◆ Try it: Looking through the listing, how many of its lines hold the word "white"? Answer with only the number.

◆ Data in this exercise:
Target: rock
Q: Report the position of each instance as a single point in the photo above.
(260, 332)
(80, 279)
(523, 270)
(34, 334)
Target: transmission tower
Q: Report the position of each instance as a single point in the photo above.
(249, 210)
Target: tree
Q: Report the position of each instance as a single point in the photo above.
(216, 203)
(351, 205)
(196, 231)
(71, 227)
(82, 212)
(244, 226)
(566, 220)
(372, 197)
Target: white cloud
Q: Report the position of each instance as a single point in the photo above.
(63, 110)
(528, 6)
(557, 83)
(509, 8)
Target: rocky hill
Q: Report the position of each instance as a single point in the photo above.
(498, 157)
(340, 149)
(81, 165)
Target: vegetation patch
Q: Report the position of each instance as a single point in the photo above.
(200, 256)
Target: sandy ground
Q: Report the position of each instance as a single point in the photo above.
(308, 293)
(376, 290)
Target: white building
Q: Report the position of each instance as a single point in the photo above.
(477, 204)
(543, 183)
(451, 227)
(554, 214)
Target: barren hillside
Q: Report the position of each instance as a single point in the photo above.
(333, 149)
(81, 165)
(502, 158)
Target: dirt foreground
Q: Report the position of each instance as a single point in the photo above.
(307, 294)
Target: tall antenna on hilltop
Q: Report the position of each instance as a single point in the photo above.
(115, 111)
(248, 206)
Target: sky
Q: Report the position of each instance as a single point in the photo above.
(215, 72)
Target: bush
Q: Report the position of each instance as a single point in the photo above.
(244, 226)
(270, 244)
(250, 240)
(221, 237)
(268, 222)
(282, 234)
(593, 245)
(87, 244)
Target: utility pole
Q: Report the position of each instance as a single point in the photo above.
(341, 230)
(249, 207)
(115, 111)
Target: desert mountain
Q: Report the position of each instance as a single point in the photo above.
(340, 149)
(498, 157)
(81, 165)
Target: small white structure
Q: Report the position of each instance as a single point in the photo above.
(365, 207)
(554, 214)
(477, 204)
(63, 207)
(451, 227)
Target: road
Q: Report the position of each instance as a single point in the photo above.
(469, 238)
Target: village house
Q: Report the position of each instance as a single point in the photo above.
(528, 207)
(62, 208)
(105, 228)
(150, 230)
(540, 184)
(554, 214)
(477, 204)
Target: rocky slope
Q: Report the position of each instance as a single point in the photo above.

◆ Result of the exercise: 3